> SET OF TASKS:
A – Answer these questions about the Exchange migration post:
(i) Which two servers make up the Exchange 2010 setup?
(ii) What do the batch files use to send email?
(iii) What are the two Receive Connectors on the CAS machine called?
B – Could you retype the Exchange migration post, starting at "As part of our" and ending at "all works well."?
C – Can you extend the Exchange migration post past its last sentence?

> PROVIDED TEXT:
-*-*-
Looking for some validation - much appreciated if any of you point out
errors, or a better way of doing things.

As part of our transition away from Exchange 2003, I have a two-server
Exchange 2010 setup. A CAS server and a Hub/DB server.

It's fronted by a Barracuda spam filter, which is currently sending
all emails to the Exchagne 2003 server, and mail is then delivered to
Exchange 2010. That all works well.

In addition, I have a large number of batchfiles on various machines
that send email via blat, etc.

I now need to swing over the Barracuda and the batch files to the CAS machine.

I see two Receive Connectors, Default and Client, on the CAS machine.
Both require auth, which the Barracuda doesn't seem to support - I've
checked the config, but haven't cofirmed with Barracuda, and don't
really care to at this point, as I also don't want to change all of my
scripts, and worse, require the engineers to change all of their
scripts, to use auth of any sort for email.
-*-*-
> DATA EXCERPTS:
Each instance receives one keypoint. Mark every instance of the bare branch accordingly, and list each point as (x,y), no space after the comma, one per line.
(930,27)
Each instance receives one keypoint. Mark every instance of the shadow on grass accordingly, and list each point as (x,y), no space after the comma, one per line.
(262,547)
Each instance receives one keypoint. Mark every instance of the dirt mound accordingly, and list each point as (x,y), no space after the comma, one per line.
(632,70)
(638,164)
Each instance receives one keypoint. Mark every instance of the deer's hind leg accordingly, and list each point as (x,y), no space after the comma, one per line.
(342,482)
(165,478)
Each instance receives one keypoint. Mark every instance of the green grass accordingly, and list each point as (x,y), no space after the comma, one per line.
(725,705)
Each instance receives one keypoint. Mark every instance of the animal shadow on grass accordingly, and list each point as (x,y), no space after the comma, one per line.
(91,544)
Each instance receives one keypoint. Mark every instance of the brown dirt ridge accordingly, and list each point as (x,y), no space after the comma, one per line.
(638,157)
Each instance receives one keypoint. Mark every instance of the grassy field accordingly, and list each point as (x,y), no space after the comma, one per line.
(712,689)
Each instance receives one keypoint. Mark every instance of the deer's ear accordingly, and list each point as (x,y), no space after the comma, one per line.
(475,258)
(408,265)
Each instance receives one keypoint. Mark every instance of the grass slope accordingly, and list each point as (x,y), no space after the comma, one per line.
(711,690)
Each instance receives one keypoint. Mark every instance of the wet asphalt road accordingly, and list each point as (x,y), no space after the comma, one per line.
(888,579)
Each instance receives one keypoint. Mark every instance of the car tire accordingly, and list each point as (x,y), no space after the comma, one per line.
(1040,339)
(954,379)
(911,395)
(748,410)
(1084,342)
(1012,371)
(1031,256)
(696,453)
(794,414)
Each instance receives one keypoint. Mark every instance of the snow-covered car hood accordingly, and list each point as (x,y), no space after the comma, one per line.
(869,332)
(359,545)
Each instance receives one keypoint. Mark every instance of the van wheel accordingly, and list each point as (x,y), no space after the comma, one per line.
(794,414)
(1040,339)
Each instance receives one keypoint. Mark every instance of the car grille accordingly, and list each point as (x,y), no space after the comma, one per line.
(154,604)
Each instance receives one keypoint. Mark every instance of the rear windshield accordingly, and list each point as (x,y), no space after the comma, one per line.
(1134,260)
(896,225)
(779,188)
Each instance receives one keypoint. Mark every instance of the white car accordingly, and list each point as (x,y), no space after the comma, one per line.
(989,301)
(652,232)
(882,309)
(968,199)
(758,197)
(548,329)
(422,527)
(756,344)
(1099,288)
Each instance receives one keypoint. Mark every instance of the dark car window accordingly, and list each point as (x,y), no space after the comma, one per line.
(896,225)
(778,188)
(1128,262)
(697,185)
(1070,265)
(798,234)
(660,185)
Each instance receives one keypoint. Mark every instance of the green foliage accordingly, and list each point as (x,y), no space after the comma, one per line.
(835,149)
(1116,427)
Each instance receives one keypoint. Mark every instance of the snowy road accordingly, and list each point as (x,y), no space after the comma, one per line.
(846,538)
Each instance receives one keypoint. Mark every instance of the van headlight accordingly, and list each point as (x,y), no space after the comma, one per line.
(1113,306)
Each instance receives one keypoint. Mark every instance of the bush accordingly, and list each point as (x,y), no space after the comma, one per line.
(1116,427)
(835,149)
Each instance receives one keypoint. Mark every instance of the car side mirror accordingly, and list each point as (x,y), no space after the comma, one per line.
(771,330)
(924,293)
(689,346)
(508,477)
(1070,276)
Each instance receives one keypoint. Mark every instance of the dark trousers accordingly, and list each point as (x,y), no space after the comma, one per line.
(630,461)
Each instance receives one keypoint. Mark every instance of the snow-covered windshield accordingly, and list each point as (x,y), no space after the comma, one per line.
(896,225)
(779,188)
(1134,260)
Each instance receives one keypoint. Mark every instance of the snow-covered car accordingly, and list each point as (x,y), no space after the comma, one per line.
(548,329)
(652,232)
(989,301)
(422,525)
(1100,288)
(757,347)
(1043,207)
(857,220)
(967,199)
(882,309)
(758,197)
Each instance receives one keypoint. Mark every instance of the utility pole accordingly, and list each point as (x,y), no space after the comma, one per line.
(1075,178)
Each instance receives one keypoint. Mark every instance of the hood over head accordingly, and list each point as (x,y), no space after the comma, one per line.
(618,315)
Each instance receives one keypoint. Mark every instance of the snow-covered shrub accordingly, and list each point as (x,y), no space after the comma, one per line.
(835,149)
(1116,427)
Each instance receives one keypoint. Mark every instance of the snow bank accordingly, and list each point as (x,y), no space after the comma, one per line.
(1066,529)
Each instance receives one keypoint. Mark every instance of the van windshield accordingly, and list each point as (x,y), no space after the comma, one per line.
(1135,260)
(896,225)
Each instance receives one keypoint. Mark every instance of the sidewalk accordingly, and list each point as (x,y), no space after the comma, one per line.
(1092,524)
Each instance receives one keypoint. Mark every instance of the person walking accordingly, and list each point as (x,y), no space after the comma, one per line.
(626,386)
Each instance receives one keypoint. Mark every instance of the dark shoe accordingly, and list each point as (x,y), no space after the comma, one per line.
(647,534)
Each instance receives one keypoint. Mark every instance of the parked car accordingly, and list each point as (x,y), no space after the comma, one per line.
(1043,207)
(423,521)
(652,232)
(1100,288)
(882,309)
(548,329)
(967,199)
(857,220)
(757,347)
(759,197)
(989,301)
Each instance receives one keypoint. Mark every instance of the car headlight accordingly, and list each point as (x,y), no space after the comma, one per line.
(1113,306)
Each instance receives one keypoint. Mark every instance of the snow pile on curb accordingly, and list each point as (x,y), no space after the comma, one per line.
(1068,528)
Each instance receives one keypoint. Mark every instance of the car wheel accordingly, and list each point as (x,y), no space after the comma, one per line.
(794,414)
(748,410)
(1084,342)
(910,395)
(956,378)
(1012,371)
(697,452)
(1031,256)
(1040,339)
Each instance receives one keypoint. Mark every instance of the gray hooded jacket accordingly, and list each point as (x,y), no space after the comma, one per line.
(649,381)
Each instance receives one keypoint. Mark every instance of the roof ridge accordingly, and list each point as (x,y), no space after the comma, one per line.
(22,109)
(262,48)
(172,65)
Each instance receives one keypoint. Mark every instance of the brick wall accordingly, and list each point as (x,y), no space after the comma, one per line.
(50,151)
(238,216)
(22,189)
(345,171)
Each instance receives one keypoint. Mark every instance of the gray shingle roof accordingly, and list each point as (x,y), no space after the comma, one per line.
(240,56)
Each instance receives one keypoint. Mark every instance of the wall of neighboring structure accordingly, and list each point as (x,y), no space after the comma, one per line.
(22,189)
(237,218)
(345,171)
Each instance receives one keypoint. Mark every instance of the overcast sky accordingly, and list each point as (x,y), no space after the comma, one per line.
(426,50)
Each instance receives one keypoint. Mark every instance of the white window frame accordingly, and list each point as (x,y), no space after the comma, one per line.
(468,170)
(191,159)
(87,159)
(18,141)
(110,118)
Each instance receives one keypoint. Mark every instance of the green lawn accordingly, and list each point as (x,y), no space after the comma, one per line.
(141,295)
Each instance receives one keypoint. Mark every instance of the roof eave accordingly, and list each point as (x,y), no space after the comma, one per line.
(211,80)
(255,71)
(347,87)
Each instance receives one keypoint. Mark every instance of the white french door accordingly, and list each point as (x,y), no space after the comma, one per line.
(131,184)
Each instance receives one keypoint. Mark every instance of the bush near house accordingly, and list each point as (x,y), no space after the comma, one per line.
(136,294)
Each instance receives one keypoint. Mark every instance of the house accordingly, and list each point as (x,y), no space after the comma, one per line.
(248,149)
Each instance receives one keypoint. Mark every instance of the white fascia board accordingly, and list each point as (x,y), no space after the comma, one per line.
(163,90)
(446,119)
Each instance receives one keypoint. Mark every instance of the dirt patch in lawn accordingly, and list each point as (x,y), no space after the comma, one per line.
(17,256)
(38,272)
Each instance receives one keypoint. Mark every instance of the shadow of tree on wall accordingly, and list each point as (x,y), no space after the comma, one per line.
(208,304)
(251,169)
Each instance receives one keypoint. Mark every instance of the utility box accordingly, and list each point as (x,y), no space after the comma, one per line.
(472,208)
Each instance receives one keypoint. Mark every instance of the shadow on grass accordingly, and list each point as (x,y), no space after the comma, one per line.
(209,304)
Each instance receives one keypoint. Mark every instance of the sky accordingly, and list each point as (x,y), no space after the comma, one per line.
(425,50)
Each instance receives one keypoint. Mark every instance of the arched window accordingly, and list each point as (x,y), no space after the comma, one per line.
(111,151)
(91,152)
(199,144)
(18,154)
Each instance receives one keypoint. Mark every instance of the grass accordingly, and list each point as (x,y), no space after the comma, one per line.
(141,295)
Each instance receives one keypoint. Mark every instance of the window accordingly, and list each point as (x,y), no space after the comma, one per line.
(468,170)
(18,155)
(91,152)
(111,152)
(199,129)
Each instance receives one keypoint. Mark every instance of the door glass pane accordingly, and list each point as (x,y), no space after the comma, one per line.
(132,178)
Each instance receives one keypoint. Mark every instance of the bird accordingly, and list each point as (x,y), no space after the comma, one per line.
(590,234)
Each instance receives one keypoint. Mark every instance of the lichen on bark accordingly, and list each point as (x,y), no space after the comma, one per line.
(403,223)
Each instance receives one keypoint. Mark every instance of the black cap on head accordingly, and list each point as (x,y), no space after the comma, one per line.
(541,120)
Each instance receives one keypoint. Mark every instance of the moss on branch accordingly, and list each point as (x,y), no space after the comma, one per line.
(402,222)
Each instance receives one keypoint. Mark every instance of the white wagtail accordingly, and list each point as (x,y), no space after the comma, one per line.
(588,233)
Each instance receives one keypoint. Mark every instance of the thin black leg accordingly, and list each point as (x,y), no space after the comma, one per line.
-*-*-
> ANSWERS IN ORDER:
A –
(i) A CAS server and a Hub/DB server.
(ii) Blat.
(iii) Default and Client.

B –
As part of our transition away from Exchange 2003, I have a two-server
Exchange 2010 setup. A CAS server and a Hub/DB server.

It's fronted by a Barracuda spam filter, which is currently sending
all emails to the Exchagne 2003 server, and mail is then delivered to
Exchange 2010. That all works well.

C –
I believe that the Default RC handles the email from our Exchange 2003 server.

My thought is to narrow the range of accepted IP addresses for the
Default RC (only if necessary!) to just the US Exchange 2003 server,
and create another RC (perhaps called InternalSMTP) and set it to
receive from my validated set of internal addresses without auth - the
Barracuda, my machines running scripts, the engineers running scripts,
etc.

Is my assumption regarding the Default RC correct, and is this a
reasonable approach, or is there a better way of doing this?

I should also note that there is an Exchange 2003 server in each of
the two overseas offices, and we're yet undecided as to whether to put
Exchange 2010 servers there, or to centralize everything here -
because of bandwidth issues. Also, we're at DFL/FFL 2003 Native,
though the DCs here in the US are 2008R2 Don't know if any of that
makes a difference, but wanted to make sure I don't leave anything
out.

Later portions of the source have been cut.